_TASK PROMPT_
Copy the lines below verbatim, but only from the line containing "Please spot the held" through the end of the data.

_Saved entries_
= = = = = = =
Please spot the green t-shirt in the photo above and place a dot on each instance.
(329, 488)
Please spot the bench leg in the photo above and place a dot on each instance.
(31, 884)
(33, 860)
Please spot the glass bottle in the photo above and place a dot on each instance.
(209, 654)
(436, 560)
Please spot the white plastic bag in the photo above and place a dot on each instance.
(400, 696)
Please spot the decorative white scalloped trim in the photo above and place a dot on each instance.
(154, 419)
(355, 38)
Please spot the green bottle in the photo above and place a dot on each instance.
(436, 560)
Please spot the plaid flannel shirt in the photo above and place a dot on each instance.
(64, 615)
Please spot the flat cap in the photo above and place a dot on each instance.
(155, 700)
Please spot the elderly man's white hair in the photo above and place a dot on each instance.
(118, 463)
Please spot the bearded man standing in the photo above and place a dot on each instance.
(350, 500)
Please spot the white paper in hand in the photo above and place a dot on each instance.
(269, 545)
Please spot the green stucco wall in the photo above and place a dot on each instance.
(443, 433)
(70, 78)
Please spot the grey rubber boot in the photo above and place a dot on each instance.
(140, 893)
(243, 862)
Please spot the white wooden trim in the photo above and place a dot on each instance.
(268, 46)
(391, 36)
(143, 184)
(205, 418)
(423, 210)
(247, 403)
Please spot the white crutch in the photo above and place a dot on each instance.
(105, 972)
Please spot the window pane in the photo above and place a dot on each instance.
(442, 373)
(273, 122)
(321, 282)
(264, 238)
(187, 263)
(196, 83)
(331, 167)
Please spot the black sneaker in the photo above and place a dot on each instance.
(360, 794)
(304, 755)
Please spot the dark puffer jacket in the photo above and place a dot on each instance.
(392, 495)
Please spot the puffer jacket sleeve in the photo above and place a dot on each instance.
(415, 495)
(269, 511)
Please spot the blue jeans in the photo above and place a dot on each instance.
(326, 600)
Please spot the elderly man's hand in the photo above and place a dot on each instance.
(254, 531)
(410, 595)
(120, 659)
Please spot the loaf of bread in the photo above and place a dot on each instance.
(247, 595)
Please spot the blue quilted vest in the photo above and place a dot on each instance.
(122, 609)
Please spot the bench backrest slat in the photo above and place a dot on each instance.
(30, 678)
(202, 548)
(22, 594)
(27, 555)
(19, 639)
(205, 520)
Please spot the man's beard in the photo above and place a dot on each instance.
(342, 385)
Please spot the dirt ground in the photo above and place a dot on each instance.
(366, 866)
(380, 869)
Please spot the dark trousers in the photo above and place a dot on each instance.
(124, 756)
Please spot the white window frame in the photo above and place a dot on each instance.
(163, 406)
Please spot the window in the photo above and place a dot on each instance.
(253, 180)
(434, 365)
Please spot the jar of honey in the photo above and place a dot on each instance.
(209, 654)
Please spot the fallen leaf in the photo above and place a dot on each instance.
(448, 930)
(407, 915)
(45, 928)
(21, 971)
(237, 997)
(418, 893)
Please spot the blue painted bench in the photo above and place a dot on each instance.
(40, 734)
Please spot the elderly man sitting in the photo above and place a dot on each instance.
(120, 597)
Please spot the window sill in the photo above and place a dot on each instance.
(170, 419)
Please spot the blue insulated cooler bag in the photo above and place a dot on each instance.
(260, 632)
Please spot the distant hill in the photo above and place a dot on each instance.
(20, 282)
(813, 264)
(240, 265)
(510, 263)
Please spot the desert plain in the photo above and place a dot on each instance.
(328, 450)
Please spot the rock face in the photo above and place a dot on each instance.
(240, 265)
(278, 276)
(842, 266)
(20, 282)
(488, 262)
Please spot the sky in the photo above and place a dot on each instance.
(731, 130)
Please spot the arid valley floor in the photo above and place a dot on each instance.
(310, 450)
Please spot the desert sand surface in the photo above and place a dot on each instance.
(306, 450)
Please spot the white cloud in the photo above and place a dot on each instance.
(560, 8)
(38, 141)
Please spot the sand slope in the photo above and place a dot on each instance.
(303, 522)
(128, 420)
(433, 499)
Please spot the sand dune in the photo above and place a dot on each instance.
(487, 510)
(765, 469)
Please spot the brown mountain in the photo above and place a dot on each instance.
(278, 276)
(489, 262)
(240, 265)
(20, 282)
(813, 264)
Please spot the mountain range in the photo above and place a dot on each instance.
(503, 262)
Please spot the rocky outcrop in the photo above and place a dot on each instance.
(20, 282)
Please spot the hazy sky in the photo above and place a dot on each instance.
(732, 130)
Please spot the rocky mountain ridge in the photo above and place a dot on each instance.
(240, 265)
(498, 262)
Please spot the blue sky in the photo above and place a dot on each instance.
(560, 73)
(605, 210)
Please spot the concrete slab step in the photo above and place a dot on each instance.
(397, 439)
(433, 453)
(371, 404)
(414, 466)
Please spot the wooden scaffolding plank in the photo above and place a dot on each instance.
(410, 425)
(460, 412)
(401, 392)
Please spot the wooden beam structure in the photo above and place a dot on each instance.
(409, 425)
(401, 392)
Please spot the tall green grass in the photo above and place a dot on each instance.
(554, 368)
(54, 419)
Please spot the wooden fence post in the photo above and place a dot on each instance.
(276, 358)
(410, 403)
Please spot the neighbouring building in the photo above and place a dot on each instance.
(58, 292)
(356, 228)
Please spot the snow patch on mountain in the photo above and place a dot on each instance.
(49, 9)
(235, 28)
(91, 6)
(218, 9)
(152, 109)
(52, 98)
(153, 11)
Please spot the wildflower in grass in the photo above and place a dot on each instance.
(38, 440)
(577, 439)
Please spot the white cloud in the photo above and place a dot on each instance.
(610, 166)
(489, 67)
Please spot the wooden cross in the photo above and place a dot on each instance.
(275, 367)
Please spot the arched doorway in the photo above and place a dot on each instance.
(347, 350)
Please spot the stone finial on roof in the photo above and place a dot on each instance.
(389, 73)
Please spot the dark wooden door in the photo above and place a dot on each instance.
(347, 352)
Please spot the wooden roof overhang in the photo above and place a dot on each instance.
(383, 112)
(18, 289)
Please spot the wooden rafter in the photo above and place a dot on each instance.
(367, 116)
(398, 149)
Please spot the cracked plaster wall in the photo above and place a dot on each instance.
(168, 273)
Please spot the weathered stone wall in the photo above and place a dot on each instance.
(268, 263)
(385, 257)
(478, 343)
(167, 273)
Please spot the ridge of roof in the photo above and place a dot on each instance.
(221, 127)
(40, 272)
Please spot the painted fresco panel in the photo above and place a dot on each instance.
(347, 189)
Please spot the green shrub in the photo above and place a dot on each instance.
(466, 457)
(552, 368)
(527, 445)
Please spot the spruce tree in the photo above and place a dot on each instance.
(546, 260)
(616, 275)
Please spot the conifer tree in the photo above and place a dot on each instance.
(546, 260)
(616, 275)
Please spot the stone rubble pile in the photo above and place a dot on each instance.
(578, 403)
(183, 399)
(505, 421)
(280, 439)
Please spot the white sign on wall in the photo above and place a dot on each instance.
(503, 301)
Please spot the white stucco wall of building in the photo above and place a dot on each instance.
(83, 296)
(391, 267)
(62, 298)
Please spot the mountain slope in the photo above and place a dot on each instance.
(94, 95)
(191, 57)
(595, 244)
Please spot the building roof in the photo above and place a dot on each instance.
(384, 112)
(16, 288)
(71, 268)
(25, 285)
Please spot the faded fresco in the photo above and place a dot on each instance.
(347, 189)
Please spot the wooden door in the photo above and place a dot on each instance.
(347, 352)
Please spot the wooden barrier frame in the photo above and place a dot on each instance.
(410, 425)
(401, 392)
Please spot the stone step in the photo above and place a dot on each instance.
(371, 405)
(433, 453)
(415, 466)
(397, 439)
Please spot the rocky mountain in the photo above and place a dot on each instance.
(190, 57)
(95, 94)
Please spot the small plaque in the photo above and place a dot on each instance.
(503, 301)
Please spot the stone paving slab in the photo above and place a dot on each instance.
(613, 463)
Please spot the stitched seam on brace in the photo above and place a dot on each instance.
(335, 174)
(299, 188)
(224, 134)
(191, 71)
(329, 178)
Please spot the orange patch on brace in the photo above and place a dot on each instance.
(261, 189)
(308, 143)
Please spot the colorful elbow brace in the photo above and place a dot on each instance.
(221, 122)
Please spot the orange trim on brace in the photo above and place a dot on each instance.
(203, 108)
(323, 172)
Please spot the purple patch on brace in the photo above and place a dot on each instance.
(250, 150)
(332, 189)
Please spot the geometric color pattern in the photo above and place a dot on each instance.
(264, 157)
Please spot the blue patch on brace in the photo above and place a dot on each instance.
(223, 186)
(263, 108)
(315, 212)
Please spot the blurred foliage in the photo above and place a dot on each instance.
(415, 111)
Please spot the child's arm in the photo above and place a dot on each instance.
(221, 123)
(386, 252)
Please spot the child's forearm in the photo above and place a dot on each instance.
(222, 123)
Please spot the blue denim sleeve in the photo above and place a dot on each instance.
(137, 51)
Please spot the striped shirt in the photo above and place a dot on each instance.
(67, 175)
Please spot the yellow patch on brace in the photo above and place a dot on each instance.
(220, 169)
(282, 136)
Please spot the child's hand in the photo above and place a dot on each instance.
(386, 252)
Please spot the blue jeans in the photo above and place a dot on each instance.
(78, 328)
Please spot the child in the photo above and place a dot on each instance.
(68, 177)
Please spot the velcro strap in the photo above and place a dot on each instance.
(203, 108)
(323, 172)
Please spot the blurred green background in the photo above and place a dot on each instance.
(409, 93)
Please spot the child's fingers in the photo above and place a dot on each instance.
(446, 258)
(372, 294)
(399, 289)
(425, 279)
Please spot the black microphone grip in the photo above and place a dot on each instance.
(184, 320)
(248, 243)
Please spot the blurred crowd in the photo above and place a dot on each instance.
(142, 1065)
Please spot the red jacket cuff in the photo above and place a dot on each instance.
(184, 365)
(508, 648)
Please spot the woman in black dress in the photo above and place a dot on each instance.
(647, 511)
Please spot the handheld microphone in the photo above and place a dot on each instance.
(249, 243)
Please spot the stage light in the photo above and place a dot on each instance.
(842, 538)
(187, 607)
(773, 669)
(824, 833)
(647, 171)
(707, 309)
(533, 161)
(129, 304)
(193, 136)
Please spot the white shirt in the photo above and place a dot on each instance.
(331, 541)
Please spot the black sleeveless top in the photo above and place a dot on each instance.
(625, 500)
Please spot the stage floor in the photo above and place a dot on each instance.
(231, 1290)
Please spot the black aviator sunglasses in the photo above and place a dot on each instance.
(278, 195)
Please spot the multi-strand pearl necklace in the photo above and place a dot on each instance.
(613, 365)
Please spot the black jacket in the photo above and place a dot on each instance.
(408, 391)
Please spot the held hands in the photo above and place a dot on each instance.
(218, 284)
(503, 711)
= = = = = = =
_RESPONSE TO THIS EXERCISE_
Please spot the held hands in the photo above and place a dot on each instance.
(218, 284)
(503, 711)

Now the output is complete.